Start
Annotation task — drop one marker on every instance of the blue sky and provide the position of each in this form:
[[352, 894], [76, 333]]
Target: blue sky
End
Start
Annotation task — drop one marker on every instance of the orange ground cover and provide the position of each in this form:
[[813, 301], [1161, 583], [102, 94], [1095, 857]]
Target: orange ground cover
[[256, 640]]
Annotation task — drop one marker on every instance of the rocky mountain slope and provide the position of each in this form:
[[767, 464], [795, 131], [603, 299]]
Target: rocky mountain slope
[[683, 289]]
End
Start
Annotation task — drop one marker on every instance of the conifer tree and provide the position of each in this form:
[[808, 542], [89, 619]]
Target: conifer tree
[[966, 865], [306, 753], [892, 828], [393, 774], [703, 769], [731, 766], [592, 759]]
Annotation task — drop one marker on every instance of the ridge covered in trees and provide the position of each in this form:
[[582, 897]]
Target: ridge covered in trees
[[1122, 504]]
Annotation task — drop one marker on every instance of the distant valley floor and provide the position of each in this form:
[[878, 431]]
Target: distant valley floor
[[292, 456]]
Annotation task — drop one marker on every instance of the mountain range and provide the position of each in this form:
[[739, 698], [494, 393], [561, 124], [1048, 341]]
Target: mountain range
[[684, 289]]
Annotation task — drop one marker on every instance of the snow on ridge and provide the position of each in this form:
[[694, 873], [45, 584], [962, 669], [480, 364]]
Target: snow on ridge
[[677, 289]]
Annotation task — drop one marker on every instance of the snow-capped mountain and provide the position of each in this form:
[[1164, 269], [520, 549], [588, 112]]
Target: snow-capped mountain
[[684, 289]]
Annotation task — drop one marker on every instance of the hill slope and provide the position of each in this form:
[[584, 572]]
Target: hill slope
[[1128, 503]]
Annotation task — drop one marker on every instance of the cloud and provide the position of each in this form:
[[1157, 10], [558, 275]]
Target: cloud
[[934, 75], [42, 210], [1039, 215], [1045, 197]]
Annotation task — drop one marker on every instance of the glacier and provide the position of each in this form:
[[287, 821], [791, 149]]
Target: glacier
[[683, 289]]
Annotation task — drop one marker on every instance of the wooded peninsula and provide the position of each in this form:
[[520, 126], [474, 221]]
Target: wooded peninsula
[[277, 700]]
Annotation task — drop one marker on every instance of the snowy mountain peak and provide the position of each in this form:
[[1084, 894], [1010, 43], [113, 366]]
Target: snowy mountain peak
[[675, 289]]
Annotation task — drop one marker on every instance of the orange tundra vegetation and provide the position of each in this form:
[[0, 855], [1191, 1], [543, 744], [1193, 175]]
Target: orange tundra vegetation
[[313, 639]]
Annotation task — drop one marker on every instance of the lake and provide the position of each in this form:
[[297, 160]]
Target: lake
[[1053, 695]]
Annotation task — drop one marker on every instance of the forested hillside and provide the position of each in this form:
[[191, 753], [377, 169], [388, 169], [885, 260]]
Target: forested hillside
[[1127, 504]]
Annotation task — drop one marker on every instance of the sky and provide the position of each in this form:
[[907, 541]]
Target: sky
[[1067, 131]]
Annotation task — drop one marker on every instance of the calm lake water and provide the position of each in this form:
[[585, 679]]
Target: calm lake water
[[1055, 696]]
End
**Description of the task**
Copy the stretch of material from the line containing "of the wooded" through the line containing "[[675, 289]]" in full, adding 115 to every coordinate in the answers and leaving the format samples unchanged.

**Worked solution**
Annotation task — drop one marker on every instance of the wooded peninsula and provide the position of each in this form:
[[520, 126], [474, 221]]
Target: wooded peninsula
[[392, 815]]
Annotation task — drop one marker on every instance of the snowy mountain peak and provide the position of each in this form:
[[1084, 894], [1010, 43], [113, 366]]
Target: snowy mountain peak
[[790, 404]]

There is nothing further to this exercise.